Texto
........

Multa do PROCON: natureza não tributária, limites da dosimetria e aplicação da taxa Selic
Luiz Carlos Nacif Lagrotta
Resumo
A sanção administrativa de multa, prevista nos artigos 55 a 57 do Código de Defesa do Consumidor, ocupa posição central no sistema de tutela das relações de consumo, atuando como instrumento de coerção e de educação preventiva. O presente estudo examina a natureza jurídica da multa consumerista, os critérios normativos de dosimetria e a disciplina de correção monetária após a Emenda Constitucional nº 113/2021. A análise toma por base os recentes precedentes do Tribunal de Justiça de São Paulo e do Superior Tribunal de Justiça, que reafirmam a natureza não tributária da multa do PROCON, a limitação do controle judicial à legalidade e a aplicação da taxa Selic como índice unificador de atualização e juros a partir de dezembro de 2021.
Palavras-chave: Direito do consumidor. Multa administrativa. PROCON. Dosimetria. EC 113/2021. IPCA-E. Selic.
Abstract
The administrative fine provided for in Articles 55–57 of the Brazilian Consumer Defense Code plays a central role in consumer protection, serving both deterrent and educational purposes. This paper examines the legal nature of consumer administrative fines, the normative criteria governing their assessment, and the monetary update regime following Constitutional Amendment No. 113/2021. It relies on recent case law from the São Paulo State Court of Justice and the Superior Court of Justice, which reaffirm the non-tax nature of PROCON fines, limit judicial review to legality, and establish the Selic rate as the unified index for monetary correction and interest from December 2021 onward.
Keywords: Consumer law. Administrative fine. PROCON. Sentencing criteria. Constitutional Amendment 113/2021. IPCA-E. Selic.
Sumário: 1. Introdução – 2. Natureza jurídica da multa consumerista – 3. Critérios de aplicação e dosimetria – 4. Correção monetária e juros – 5. Considerações conclusivas – Referências.

........

[Dados de anotação de imagens]
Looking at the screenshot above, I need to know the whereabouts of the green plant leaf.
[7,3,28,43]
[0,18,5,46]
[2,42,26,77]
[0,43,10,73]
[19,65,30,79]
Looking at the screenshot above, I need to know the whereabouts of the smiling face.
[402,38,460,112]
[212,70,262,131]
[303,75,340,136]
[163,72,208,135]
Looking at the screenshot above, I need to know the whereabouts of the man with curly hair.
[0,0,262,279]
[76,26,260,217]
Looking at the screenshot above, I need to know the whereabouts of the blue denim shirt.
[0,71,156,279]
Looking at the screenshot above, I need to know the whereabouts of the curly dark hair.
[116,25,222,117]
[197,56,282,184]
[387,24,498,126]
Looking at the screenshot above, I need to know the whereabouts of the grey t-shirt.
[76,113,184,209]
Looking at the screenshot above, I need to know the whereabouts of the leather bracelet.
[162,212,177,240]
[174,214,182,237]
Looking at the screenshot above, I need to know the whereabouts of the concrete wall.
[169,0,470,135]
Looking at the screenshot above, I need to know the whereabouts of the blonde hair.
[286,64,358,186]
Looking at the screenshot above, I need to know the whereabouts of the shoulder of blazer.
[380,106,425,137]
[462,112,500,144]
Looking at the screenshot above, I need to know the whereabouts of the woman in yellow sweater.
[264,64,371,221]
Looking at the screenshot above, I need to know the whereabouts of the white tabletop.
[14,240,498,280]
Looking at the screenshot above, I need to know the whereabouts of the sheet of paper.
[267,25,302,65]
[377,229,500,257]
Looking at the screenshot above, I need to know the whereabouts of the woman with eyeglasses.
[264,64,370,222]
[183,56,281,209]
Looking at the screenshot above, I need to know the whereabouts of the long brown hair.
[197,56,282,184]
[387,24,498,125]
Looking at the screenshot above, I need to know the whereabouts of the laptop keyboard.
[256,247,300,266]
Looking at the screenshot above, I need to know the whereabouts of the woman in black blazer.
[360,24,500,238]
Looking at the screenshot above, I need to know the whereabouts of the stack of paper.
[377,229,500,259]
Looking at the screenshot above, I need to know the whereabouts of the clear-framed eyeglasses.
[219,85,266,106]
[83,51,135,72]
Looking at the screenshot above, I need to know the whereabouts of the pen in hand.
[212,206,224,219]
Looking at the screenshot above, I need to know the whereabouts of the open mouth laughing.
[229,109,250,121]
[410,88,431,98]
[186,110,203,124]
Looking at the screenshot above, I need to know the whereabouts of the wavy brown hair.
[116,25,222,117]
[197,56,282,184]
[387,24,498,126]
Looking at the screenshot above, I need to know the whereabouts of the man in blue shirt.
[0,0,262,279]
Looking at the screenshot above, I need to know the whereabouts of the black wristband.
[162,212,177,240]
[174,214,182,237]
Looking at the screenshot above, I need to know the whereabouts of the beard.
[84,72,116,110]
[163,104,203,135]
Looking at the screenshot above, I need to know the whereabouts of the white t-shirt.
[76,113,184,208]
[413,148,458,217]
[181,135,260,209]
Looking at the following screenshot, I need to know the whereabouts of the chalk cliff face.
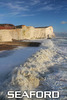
[0,25,55,42]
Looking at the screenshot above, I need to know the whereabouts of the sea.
[0,33,67,100]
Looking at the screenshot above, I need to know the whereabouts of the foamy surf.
[0,40,67,100]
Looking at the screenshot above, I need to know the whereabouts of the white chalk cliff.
[0,25,55,42]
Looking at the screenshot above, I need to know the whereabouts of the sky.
[0,0,67,32]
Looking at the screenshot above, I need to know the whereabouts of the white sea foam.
[0,40,65,100]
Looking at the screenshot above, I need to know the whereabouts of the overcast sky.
[0,0,67,32]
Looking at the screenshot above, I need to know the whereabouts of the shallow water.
[0,34,67,100]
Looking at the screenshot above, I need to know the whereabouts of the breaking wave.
[0,40,67,100]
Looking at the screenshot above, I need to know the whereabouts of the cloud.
[6,3,29,11]
[61,21,67,24]
[30,0,40,5]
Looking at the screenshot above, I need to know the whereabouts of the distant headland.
[0,24,55,42]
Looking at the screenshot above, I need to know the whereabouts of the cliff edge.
[0,24,55,42]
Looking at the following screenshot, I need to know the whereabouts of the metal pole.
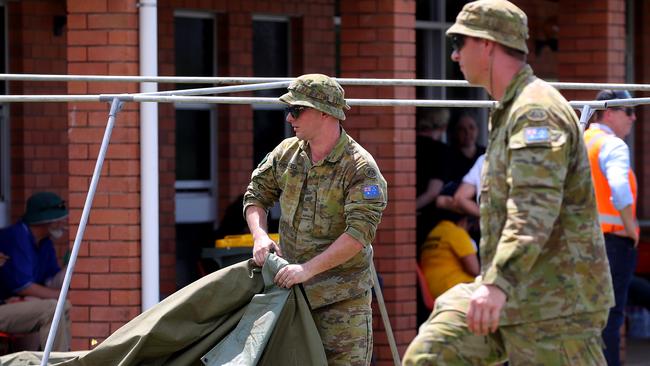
[0,74,650,91]
[41,98,122,366]
[580,104,594,132]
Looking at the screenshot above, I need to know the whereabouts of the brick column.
[7,0,68,226]
[634,1,650,222]
[558,0,625,100]
[67,0,141,350]
[341,0,416,364]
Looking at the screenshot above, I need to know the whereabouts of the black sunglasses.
[451,34,465,52]
[41,201,66,212]
[284,105,307,119]
[609,107,634,117]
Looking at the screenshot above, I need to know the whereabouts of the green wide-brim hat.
[446,0,528,54]
[23,192,68,225]
[280,74,350,121]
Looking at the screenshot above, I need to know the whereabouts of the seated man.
[420,210,479,298]
[0,192,70,351]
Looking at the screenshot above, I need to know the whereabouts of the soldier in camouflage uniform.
[404,0,613,365]
[244,74,387,365]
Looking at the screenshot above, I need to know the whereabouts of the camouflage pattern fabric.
[312,291,372,366]
[403,282,607,366]
[279,74,350,121]
[480,65,614,325]
[244,129,387,309]
[447,0,528,54]
[404,65,614,365]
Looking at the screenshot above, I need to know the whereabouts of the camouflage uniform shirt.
[244,129,387,309]
[478,65,614,325]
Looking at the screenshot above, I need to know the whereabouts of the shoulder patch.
[524,127,551,143]
[526,108,548,121]
[364,167,377,178]
[363,184,381,200]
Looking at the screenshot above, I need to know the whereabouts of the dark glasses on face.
[610,107,634,117]
[284,105,307,119]
[41,201,65,212]
[451,34,465,52]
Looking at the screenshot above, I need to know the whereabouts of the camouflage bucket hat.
[280,74,350,121]
[447,0,528,54]
[23,192,68,225]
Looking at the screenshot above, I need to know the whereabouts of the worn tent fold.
[0,255,327,366]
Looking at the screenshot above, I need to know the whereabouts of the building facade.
[0,0,650,364]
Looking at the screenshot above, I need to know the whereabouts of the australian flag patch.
[524,127,551,143]
[363,184,381,200]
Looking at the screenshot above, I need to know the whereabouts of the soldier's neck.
[309,121,341,163]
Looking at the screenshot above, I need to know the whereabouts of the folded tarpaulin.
[0,255,327,366]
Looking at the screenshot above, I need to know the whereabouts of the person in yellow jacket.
[585,90,639,366]
[420,210,479,298]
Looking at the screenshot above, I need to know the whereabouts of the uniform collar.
[496,64,533,109]
[589,122,615,135]
[298,127,349,163]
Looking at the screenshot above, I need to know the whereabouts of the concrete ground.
[625,338,650,366]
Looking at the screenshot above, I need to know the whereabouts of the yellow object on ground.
[214,233,280,248]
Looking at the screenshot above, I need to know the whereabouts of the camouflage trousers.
[312,291,372,366]
[403,284,608,366]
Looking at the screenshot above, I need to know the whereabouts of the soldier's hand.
[253,235,282,267]
[273,264,313,288]
[467,285,506,335]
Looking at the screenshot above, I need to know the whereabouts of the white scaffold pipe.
[0,74,650,91]
[137,81,291,96]
[0,93,650,109]
[41,98,122,366]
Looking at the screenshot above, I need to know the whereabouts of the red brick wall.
[516,0,560,80]
[341,0,416,364]
[7,0,68,239]
[634,1,650,222]
[634,1,650,268]
[558,0,625,100]
[64,0,141,350]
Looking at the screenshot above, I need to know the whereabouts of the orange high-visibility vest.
[584,128,639,236]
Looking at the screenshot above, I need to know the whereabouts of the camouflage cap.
[280,74,350,121]
[447,0,528,54]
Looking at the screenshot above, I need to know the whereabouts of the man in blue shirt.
[0,192,70,351]
[585,90,639,366]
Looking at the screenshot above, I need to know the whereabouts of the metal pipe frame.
[0,74,650,91]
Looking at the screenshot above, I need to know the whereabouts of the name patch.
[363,184,381,200]
[524,127,551,143]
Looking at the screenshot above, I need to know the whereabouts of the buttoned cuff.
[481,267,513,297]
[243,200,269,218]
[345,226,370,248]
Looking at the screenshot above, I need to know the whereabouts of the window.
[174,12,217,223]
[253,15,291,166]
[252,15,291,232]
[415,0,488,145]
[174,11,217,288]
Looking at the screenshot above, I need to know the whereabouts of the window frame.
[173,9,219,223]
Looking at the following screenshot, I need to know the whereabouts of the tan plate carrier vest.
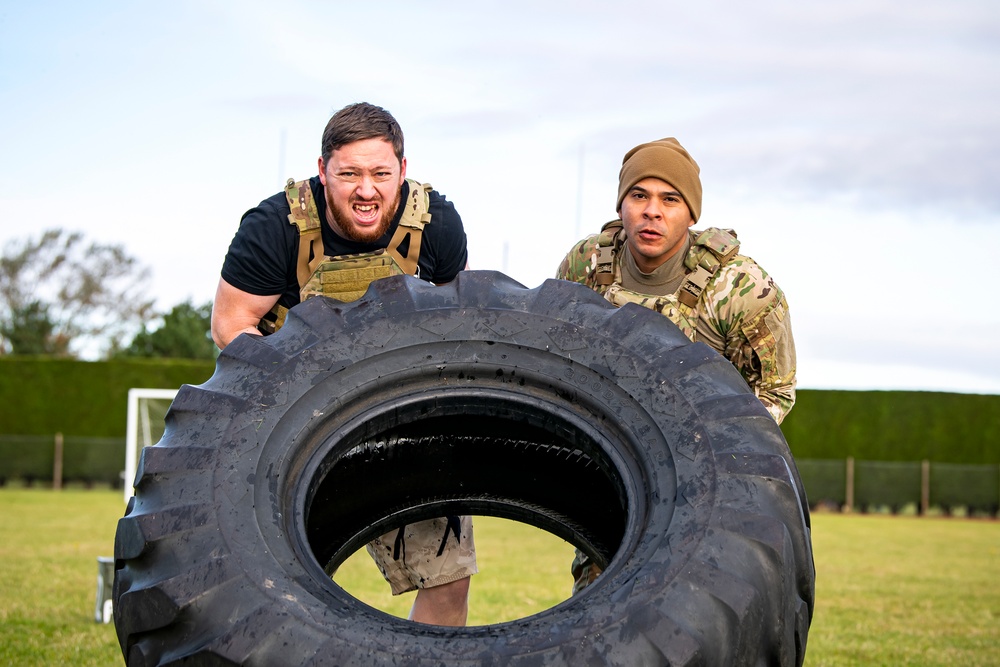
[257,178,432,334]
[593,220,740,340]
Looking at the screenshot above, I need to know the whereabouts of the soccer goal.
[125,389,177,503]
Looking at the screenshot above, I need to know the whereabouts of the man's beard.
[326,189,402,243]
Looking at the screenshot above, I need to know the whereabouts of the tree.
[116,301,216,359]
[0,229,153,356]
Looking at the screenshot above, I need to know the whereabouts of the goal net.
[125,389,177,502]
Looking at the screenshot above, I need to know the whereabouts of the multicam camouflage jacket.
[556,221,795,424]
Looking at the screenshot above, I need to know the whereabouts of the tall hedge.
[0,357,1000,464]
[781,389,1000,464]
[0,357,215,437]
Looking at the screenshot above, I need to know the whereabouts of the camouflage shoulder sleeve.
[556,234,598,285]
[703,255,796,424]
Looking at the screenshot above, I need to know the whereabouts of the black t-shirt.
[222,176,468,308]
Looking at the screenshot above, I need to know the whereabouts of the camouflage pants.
[367,516,479,595]
[572,549,603,595]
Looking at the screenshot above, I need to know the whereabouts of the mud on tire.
[114,271,814,667]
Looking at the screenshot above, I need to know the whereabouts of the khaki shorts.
[368,516,479,595]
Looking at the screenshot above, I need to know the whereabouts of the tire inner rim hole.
[304,397,629,588]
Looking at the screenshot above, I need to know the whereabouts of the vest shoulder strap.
[285,178,325,289]
[594,220,625,287]
[385,178,433,276]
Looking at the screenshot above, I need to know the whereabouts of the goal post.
[125,388,177,503]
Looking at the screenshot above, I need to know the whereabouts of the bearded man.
[212,102,477,626]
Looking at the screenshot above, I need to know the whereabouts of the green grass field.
[0,488,1000,667]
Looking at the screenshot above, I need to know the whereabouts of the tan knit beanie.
[615,137,701,220]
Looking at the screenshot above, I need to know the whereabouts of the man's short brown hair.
[320,102,403,164]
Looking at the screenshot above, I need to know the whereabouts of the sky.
[0,0,1000,393]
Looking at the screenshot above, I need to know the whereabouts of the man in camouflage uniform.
[556,137,795,593]
[212,103,477,626]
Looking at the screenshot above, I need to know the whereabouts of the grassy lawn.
[0,488,1000,666]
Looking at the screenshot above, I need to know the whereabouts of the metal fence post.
[920,459,931,516]
[844,456,854,512]
[52,433,63,491]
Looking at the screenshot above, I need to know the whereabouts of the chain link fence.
[796,458,1000,517]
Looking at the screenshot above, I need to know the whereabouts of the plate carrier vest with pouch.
[257,178,432,335]
[587,220,740,340]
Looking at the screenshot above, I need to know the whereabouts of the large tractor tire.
[114,271,814,667]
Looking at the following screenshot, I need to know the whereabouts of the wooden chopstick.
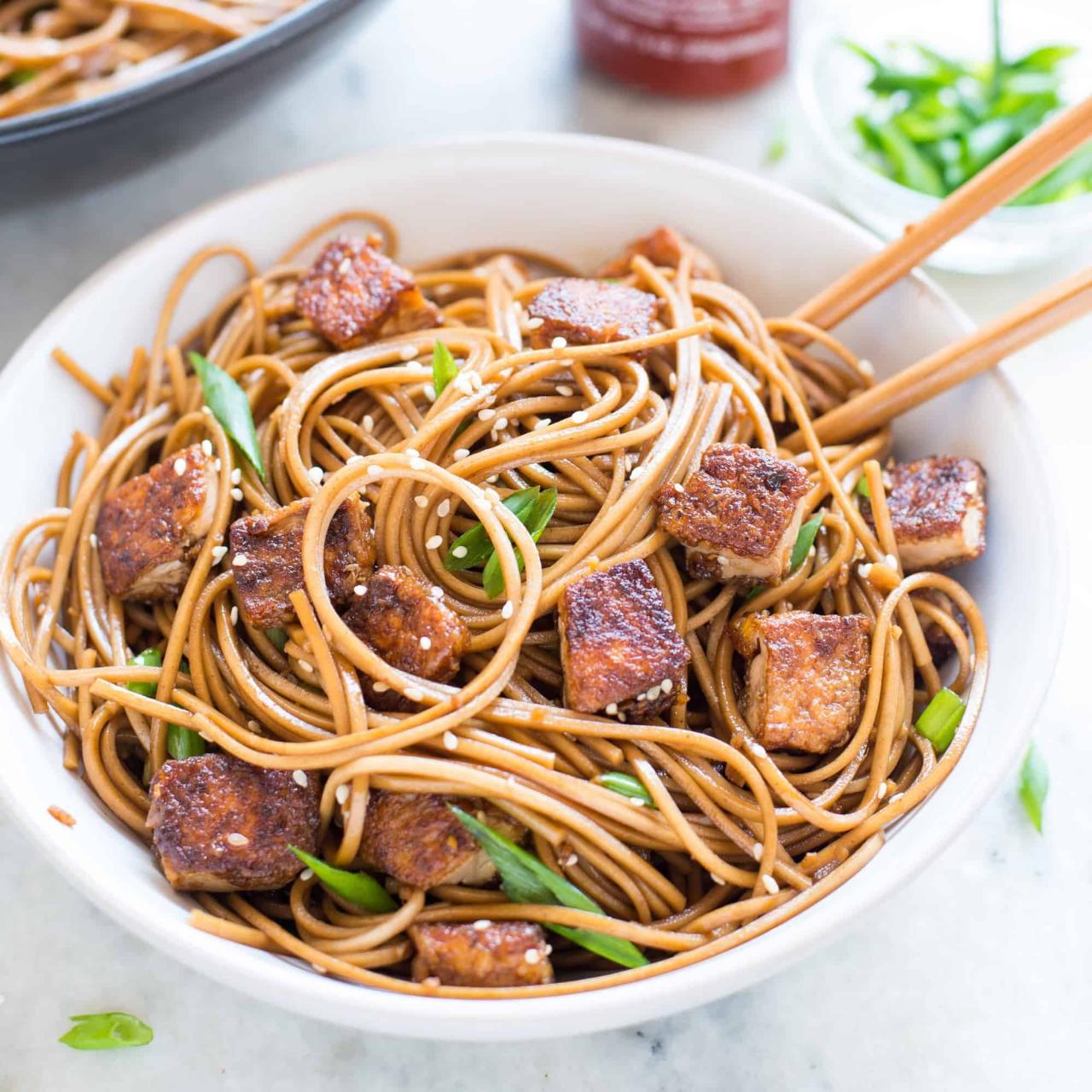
[781,266,1092,452]
[793,96,1092,330]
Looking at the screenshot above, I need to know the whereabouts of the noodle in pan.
[0,212,987,997]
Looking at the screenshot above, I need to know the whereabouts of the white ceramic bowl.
[0,136,1064,1040]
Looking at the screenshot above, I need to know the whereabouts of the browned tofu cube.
[734,611,871,754]
[656,444,808,584]
[344,565,469,682]
[527,276,656,348]
[229,497,375,629]
[296,235,440,351]
[862,456,986,572]
[148,754,319,891]
[360,789,526,889]
[558,561,690,717]
[598,225,721,281]
[95,444,218,603]
[410,921,554,986]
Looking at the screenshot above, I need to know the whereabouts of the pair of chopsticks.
[783,97,1092,451]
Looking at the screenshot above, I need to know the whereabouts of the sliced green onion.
[481,489,557,600]
[595,770,656,808]
[788,515,822,572]
[288,845,398,914]
[433,340,459,398]
[449,804,648,967]
[57,1013,153,1050]
[915,687,967,754]
[167,724,207,758]
[444,485,541,572]
[190,352,266,481]
[125,648,163,698]
[1018,742,1050,834]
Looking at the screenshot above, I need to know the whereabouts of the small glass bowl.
[794,0,1092,273]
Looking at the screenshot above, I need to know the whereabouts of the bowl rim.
[0,0,365,148]
[793,23,1092,224]
[0,132,1068,1042]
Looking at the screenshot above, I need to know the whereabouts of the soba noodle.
[0,213,987,997]
[0,0,305,118]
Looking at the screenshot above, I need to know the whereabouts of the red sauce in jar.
[573,0,789,96]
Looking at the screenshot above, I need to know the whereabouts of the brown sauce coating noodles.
[0,213,987,997]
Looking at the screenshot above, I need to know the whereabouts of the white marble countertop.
[0,0,1092,1092]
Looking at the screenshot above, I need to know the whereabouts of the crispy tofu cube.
[862,456,986,572]
[360,789,526,889]
[410,921,554,986]
[733,611,871,754]
[296,235,440,351]
[598,225,721,281]
[527,276,656,348]
[558,561,690,717]
[95,444,218,603]
[656,444,808,584]
[148,754,319,891]
[229,497,375,629]
[344,565,469,682]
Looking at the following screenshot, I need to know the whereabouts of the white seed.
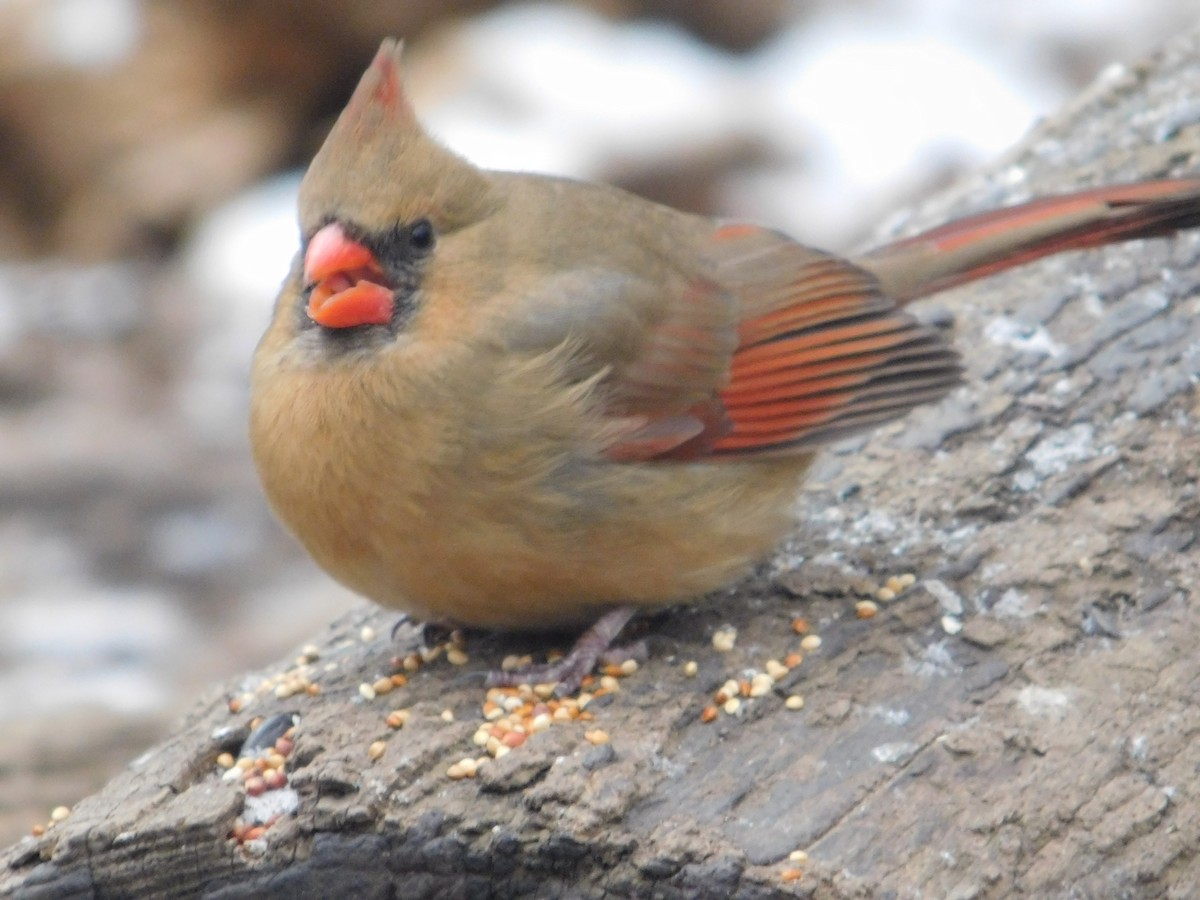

........

Exercícios propostos
- a) Transcreva o trecho do texto sobre a multa do PROCON, começando em "Palavras-chave: Direito do" e terminando em "December 2021 onward.".
- b) Segundo o texto sobre a multa do PROCON, a partir de quando a taxa Selic passa a ser aplicada como índice unificador de atualização e juros?
A listagem não é necessária para resolver os exercícios.

Gabarito
- a)
Palavras-chave: Direito do consumidor. Multa administrativa. PROCON. Dosimetria. EC 113/2021. IPCA-E. Selic.
Abstract
The administrative fine provided for in Articles 55–57 of the Brazilian Consumer Defense Code plays a central role in consumer protection, serving both deterrent and educational purposes. This paper examines the legal nature of consumer administrative fines, the normative criteria governing their assessment, and the monetary update regime following Constitutional Amendment No. 113/2021. It relies on recent case law from the São Paulo State Court of Justice and the Superior Court of Justice, which reaffirm the non-tax nature of PROCON fines, limit judicial review to legality, and establish the Selic rate as the unified index for monetary correction and interest from December 2021 onward.

- b) A partir de dezembro de 2021.